(Your goal): Revise the data below by changing "pixel coordinates" to "x and y coordinates" everywhere it occurs, leaving every other part untouched.

(Supplied records):

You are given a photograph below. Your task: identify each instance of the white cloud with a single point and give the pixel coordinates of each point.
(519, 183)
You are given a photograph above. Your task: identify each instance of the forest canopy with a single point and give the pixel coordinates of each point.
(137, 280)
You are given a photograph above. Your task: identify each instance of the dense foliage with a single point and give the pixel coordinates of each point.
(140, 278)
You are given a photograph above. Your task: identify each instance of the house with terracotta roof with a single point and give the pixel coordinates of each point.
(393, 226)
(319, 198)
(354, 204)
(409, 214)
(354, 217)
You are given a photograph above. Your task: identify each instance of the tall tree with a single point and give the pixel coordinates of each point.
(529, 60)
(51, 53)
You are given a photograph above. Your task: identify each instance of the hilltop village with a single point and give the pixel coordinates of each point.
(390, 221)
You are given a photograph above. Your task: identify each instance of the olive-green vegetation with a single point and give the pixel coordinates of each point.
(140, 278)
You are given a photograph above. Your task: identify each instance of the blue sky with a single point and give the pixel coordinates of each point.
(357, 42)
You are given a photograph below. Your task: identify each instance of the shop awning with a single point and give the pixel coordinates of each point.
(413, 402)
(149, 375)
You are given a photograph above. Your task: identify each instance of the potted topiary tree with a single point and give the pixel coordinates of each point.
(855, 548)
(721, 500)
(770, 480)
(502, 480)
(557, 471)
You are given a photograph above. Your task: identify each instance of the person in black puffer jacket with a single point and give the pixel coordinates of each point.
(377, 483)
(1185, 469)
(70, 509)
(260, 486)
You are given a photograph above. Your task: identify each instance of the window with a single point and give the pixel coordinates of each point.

(Solved exercise):
You are given a photograph below. Your task: identify each instance of the white cloud with a single point and give the x and y coordinates of each point.
(519, 183)
You are given a photograph above. Your task: identify each instance of the forest canopy with a single point and give the x and y coordinates of each point.
(137, 280)
You are given a photograph above. Your task: identify each instance of the dense foliage with a single point and give the x and y coordinates of each point.
(140, 278)
You are given a photograph above. Your task: identify each instance of the house with terracotta roof with a single point and give the x and y coordinates of each point.
(393, 226)
(319, 198)
(354, 204)
(409, 214)
(354, 217)
You are given a photograph above. Your task: identify each instance of the tall tree with a single point and give the x and y coordinates of each point.
(529, 60)
(51, 53)
You are given a photograph above. Your task: identify each instance of the hilltop village with a single point and give the x and y coordinates of each point.
(390, 221)
You are given a photograph above. Your task: identify each instance of the olive-green vegetation with a single point and give the x and y coordinates of each point.
(140, 278)
You are given a photograph above. Your task: identify each instance of the blue sky with a single point and give the x and y coordinates of each point.
(357, 42)
You are given a photograph below. Your task: identify each instance of the shop awning with a single point and give the x and y coordinates of each point.
(413, 402)
(149, 375)
You are given a photograph above. Your task: identify each instance of the potted topiary tree with a single point and give the x and y coordinates of each point.
(855, 548)
(721, 500)
(770, 480)
(502, 480)
(557, 471)
You are given a photograph above. Your task: identify each instance of the person in black puffer jacket with a single point and give the x and y coordinates of each point.
(377, 483)
(1185, 469)
(70, 509)
(260, 486)
You are given a photograph above. Your task: identify each instance of the window with a single point and give the x and y coordinates of each point.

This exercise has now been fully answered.